Dataset items:
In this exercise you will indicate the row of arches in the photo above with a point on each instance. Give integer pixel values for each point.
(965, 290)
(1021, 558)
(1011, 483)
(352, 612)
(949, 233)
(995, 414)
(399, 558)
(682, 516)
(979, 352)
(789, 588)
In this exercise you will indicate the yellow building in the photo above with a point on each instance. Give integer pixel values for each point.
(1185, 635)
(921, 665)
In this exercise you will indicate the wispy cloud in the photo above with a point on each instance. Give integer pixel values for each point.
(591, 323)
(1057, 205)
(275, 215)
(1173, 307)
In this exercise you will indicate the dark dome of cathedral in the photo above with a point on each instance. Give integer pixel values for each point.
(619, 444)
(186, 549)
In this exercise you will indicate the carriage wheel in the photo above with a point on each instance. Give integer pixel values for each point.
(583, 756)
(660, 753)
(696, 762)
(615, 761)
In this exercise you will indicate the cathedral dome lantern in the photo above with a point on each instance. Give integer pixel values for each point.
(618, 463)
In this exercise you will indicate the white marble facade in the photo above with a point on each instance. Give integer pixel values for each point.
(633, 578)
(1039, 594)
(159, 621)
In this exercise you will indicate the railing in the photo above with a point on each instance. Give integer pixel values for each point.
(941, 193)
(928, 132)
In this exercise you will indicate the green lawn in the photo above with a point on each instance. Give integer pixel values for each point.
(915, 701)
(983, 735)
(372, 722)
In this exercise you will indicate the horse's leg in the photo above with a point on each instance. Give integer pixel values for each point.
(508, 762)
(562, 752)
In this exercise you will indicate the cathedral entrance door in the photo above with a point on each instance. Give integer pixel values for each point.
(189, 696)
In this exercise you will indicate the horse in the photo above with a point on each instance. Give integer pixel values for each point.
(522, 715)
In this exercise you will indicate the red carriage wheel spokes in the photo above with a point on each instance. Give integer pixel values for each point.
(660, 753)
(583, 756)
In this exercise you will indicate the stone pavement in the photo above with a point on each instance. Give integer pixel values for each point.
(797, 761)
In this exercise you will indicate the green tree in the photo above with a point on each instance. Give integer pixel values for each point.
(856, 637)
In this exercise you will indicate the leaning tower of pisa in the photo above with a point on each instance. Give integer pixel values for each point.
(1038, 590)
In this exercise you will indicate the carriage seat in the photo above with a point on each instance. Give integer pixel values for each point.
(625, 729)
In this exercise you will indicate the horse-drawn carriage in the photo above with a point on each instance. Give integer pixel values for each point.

EXERCISE DETAILS: All the records, from the first line to the last: repeat them exactly.

RESULT FOR THIS TASK:
In this exercise you will indicate the row of arches in the photo above with a point on each instance. Give integer pixel values for each point.
(965, 290)
(1021, 558)
(1011, 483)
(352, 612)
(949, 233)
(995, 414)
(399, 558)
(682, 516)
(979, 352)
(789, 588)
In this exercise you will indicate the yellow building in the photo above with a point on each instance. Give integer pixel values for each point.
(1185, 635)
(921, 665)
In this exercise you will indicate the wispy cloud in the photo above with a point on each instance. Give integer pixel values for each point.
(591, 323)
(1057, 205)
(275, 215)
(1173, 307)
In this exercise you will indicate the dark dome of cathedral in the photo above with a point on each instance. Give integer pixel values for each point.
(619, 444)
(186, 549)
In this exercise you will indicate the carriage wheel in the photo above with a point on each instance. Give integer pixel values for each point.
(583, 756)
(660, 753)
(696, 762)
(615, 761)
In this exercise you will indicate the cathedral dome lantern in the photo above with a point on each instance. Give integer pixel values for each point.
(618, 463)
In this exercise you will indicate the white marble facade in the photo above with a point on each instance. Give integer pixel values for each point.
(633, 578)
(1039, 594)
(159, 621)
In this exercise you will indicate the railing in the photo above with a point on each instance. Give integer pixel values for each point.
(941, 193)
(928, 132)
In this exercise you will indicate the green lawn in the photo above with a point on each instance. Give integer pixel values for each point.
(915, 701)
(983, 735)
(372, 722)
In this exercise you will indicate the horse's leg in the photo above with a point on each instance. Give integer pixel values for each point.
(508, 762)
(562, 752)
In this exercise you will indicate the cathedral entrance door in the photo above with a point on each instance. Give integer pixel values for each point.
(189, 696)
In this exercise you will indicate the horse in the photo above with a point on each instance. Give integer pixel values for each point.
(522, 715)
In this exercise you will indicate the red carriage wheel spokes in the photo above with a point on each instance. Give integer pixel values for each point.
(660, 753)
(583, 756)
In this exercise you will indicate the stone pavement in the photo above with a point on each instance. Give integer pixel values for each point.
(797, 761)
In this exercise you will indicate the green tree in the photo above with a point on each instance. Give integer pixel values for each point.
(856, 637)
In this exercise you will indicate the leaning tower of pisa in the photo above with a point on each instance. Give integer pixel values for each point.
(1038, 590)
In this exercise you will indicate the carriage seat in the photo above with a point on each instance. Give integer pixel values for each point.
(625, 729)
In this exercise you will indicate the horse-drawn carriage in the photo above with a point on each instance. Give integer pixel values for each point.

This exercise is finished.